- [Problem statement] I'd like the entries reproduced exactly, with the images omitted.

- [Records for the exercise]
• • •

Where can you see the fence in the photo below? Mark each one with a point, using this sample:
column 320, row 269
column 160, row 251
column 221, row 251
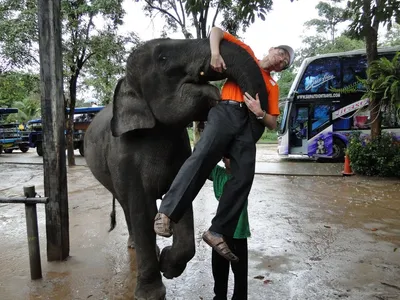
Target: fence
column 30, row 200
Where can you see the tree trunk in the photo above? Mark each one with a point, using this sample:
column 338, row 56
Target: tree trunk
column 70, row 120
column 371, row 40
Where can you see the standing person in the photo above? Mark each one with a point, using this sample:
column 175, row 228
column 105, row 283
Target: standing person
column 229, row 131
column 238, row 244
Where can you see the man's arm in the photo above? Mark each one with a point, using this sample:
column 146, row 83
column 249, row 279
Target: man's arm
column 217, row 62
column 254, row 105
column 268, row 120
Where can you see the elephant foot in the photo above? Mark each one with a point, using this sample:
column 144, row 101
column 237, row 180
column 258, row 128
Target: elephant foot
column 150, row 291
column 169, row 266
column 131, row 242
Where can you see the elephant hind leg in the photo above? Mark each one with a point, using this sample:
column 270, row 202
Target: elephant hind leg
column 113, row 220
column 131, row 240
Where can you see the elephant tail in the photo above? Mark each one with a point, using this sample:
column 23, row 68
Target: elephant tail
column 113, row 220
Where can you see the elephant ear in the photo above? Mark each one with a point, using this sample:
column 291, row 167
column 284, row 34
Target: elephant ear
column 130, row 111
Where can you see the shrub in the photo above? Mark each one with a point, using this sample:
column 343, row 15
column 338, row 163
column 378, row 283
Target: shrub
column 379, row 156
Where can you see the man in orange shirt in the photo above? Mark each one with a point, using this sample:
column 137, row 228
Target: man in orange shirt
column 233, row 127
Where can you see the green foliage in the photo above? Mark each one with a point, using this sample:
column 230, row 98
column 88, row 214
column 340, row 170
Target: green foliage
column 315, row 45
column 18, row 33
column 392, row 37
column 28, row 108
column 383, row 80
column 16, row 86
column 330, row 16
column 379, row 156
column 92, row 46
column 183, row 14
column 367, row 15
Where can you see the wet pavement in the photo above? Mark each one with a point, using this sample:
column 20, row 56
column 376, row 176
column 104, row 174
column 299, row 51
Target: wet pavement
column 313, row 237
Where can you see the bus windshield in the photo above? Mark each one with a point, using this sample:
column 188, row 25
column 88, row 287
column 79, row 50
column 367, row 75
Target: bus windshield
column 326, row 105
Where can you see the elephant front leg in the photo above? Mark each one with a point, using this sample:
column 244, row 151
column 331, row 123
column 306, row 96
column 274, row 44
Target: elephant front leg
column 174, row 258
column 149, row 283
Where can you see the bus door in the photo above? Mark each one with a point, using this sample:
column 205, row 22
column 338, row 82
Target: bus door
column 320, row 142
column 298, row 129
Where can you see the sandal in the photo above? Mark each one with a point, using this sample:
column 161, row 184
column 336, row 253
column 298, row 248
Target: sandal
column 220, row 246
column 162, row 225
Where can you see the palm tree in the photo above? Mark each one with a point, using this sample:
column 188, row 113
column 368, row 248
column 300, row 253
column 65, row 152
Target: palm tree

• • •

- [Reply to the task]
Where can you see the fence in the photo below? Mark each one with a point, using this sample:
column 320, row 269
column 160, row 251
column 221, row 251
Target: fence
column 30, row 200
Where can you see the tree trunk in the photo above? Mark each one with a point, using this sample:
column 338, row 56
Target: tree trunk
column 70, row 120
column 371, row 40
Where can you see the standing person in the photo above? Mark each one with a point, using this sample:
column 175, row 228
column 105, row 283
Target: standing person
column 229, row 131
column 238, row 244
Where can you see the man's arm in the photo above? Mark each one with a point, using this sample:
column 146, row 83
column 249, row 279
Target: man's arm
column 217, row 62
column 254, row 105
column 268, row 120
Where can you see the elephant foot in the photo above? Mark each one with a point, using this sample:
column 144, row 101
column 237, row 180
column 258, row 128
Target: elephant foot
column 150, row 291
column 169, row 266
column 131, row 242
Where can you see the elephant hind leg in the photo above? Mark each one with a point, using this sample:
column 270, row 202
Target: elephant hind leg
column 113, row 220
column 131, row 240
Where can you see the elephant tail in the photo above? Mark each one with a point, using this sample:
column 23, row 68
Target: elephant tail
column 113, row 220
Where can you see the elephant ear in the photo above? Mark each one with a point, using this sample:
column 291, row 167
column 284, row 34
Target: elephant ear
column 130, row 111
Where can you see the shrub in the photo above? Mark each one with a point, using this sample:
column 343, row 15
column 338, row 163
column 378, row 283
Target: shrub
column 379, row 156
Where can you see the man in orange shirt in the photo above? Mark each one with a point, using this sample:
column 137, row 228
Target: man in orange shirt
column 233, row 127
Where can you see the green foliage in the photo above? Mark each one with a point, using this sample:
column 230, row 98
column 88, row 214
column 340, row 170
Target: green foliage
column 315, row 45
column 18, row 33
column 392, row 37
column 28, row 108
column 383, row 80
column 16, row 86
column 330, row 16
column 379, row 156
column 92, row 46
column 183, row 14
column 367, row 15
Where can you see the wet pavement in the photo above? Mark each one with a point, using this sample:
column 20, row 56
column 376, row 176
column 104, row 174
column 299, row 51
Target: wet pavement
column 313, row 237
Where can you see the bus windshield in the photo above? Mark each one with a point, using this sample:
column 188, row 25
column 88, row 287
column 79, row 50
column 367, row 75
Target: bus windshield
column 326, row 105
Where can you see the elephant front leg in the photo above? Mark each one with a point, using this sample:
column 244, row 151
column 331, row 123
column 306, row 96
column 274, row 44
Target: elephant front leg
column 174, row 258
column 149, row 283
Where can you see the bus door in the photo above? Mark each one with a point, using this sample:
column 205, row 22
column 338, row 82
Target: bus door
column 320, row 142
column 298, row 129
Where can you see the sandal in the photo above? Mark each one with a point, using this sample:
column 161, row 184
column 336, row 253
column 298, row 248
Target: sandal
column 220, row 246
column 162, row 225
Where can you see the palm tree in the photo above? Mark each one with a point, using this sample:
column 188, row 113
column 368, row 248
column 300, row 253
column 65, row 152
Target: palm tree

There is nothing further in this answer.